--- GOAL ---
Please write out all of the records below again, substituting "Mark" for every "Point out" and keeping everything else unchanged.
:: INFORMATION SUPPLIED ::
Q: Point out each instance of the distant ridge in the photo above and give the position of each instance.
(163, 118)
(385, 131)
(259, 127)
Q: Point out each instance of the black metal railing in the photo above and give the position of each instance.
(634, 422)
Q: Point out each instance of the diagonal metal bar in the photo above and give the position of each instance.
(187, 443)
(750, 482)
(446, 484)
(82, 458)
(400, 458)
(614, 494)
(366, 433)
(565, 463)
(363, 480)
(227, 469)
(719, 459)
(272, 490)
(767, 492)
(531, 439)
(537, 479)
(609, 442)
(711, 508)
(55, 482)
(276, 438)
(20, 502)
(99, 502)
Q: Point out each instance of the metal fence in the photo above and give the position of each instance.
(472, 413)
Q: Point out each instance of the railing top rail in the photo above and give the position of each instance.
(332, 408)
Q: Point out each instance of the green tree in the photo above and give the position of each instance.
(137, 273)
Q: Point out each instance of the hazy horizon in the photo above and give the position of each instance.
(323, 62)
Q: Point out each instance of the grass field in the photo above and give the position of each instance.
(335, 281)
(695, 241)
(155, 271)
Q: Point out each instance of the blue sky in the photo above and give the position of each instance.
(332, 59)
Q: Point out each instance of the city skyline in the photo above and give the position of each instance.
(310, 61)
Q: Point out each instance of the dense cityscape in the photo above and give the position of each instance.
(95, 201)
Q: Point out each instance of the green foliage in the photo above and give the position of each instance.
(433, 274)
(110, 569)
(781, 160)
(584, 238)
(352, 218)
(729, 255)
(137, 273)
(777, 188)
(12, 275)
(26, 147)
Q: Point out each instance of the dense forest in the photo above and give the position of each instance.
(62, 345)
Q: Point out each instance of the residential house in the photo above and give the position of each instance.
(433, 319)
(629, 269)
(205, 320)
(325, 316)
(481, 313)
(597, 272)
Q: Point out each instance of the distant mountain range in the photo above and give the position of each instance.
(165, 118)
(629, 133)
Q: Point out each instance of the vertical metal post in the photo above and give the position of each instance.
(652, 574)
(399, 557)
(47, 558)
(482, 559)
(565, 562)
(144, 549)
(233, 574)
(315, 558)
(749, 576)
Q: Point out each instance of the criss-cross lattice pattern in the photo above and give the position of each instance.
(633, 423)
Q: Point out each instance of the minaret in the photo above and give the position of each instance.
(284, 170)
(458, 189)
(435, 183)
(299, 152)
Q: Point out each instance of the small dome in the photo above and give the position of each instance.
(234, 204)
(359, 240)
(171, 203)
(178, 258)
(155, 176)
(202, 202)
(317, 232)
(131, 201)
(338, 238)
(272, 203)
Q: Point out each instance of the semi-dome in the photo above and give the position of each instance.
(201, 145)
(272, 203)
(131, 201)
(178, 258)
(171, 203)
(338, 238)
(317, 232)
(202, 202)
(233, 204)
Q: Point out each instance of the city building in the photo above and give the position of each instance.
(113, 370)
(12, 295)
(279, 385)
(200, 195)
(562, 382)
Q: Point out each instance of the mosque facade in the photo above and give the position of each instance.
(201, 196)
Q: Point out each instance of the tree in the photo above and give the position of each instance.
:::
--- TASK OUTPUT ---
Q: Mark each instance of the distant ridge in the photo above and give the position of each instance.
(163, 118)
(385, 131)
(259, 127)
Q: Mark each instance of the black metal railing in the photo above and give the position of each instance.
(634, 422)
Q: Mark each instance of the diagonal metal bar in the photo above and give the position of each instance.
(187, 443)
(750, 482)
(446, 484)
(82, 458)
(400, 458)
(614, 494)
(366, 433)
(565, 463)
(363, 480)
(227, 469)
(719, 459)
(272, 490)
(767, 492)
(531, 439)
(537, 479)
(609, 442)
(711, 508)
(55, 482)
(276, 438)
(20, 502)
(99, 502)
Q: Mark each instance of the metal fence in the photo above and give the position of each instance.
(472, 413)
Q: Mark each instance of the railing top rail in the photo above and give the position of each instance.
(332, 408)
Q: Mark each instance of the green tree in the photo above and give the position of each instance.
(137, 273)
Q: Mark each instance of the hazy horizon in the photo above and give the position of each instance.
(323, 62)
Q: Mark each instance of the grass field in the photo above and give the position of each instance.
(335, 281)
(695, 241)
(155, 271)
Q: Mark each instance of the blue sky in the photo above and give the position of each instance.
(332, 59)
Q: Mark each instance of the city skyline in the photo above and give the position of each instance.
(310, 61)
Q: Mark each instance of the dense cityscape in the photo above and give the position of each instance.
(95, 201)
Q: Mark each instance of the green foliage in the photo above and give the position of each instance.
(433, 274)
(110, 569)
(781, 160)
(584, 238)
(352, 218)
(729, 255)
(137, 273)
(777, 188)
(12, 275)
(26, 147)
Q: Mark each instance of the dense forest in the photo above and give the position of each instance.
(62, 345)
Q: Mark each instance of the residential house in the photo above and give the position of each instance.
(433, 319)
(629, 269)
(205, 320)
(325, 316)
(481, 313)
(597, 272)
Q: Mark each instance of the distant mountain range in the photo above and give the position of each instance.
(165, 118)
(629, 133)
Q: Mark each instance of the vertical metal post in the photo above and give the position of each instance.
(652, 574)
(399, 557)
(47, 558)
(482, 559)
(565, 562)
(144, 549)
(233, 574)
(315, 558)
(749, 576)
Q: Mark each instance of the criss-cross lattice pattern in the photo above and give the position of each instance.
(633, 423)
Q: Mark each instance of the minaret in the photo above and give the position of each instance.
(284, 170)
(458, 189)
(435, 183)
(299, 152)
Q: Mark each instance of the small dome in the photo above and give the position of each instance.
(234, 204)
(359, 240)
(171, 203)
(178, 258)
(155, 176)
(202, 202)
(317, 232)
(131, 201)
(338, 238)
(272, 203)
Q: Mark each instance of the semi-dome in the photo above and give the position of each instance.
(201, 145)
(272, 203)
(131, 201)
(178, 258)
(171, 203)
(338, 238)
(317, 232)
(202, 202)
(233, 204)
Q: Mark each instance of the city building in the photo above and give the position of each instance.
(113, 370)
(12, 295)
(279, 385)
(200, 195)
(562, 382)
Q: Mark each instance of the mosque facade in the photo above and give the position of each instance.
(201, 196)
Q: Mark each instance of the tree in the photo above and give the position of each instance.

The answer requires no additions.